This exercise asks for every line of the material that includes the word "sand".

━━━ Data to process

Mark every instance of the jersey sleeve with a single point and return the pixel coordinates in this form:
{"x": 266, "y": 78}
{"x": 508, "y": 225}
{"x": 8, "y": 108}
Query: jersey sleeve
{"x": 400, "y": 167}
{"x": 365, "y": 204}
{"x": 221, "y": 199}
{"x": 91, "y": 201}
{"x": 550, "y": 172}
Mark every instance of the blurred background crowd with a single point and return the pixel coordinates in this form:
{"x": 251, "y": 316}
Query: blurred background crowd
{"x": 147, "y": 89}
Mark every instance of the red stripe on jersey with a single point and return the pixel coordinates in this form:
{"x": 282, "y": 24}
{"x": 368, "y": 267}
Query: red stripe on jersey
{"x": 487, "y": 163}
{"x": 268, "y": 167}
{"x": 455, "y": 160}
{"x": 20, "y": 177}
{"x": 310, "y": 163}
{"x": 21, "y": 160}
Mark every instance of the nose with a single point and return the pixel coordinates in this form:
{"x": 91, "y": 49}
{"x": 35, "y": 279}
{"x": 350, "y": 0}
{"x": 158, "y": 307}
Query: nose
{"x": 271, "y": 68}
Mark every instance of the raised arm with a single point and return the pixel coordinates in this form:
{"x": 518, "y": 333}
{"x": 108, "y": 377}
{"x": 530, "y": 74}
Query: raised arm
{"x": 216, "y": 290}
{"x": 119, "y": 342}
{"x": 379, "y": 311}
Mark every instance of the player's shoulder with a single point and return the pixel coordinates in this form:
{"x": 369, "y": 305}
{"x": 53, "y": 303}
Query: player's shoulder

━━━━━━
━━━ Data to process

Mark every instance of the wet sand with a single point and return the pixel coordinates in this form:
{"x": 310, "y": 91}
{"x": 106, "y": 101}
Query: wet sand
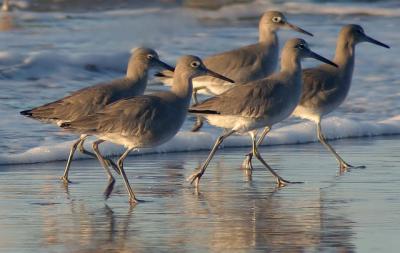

━━━━━━

Exercise output.
Mark every instance of the wet sand with a single point and return the pixel coordinates in this form:
Query: wet sand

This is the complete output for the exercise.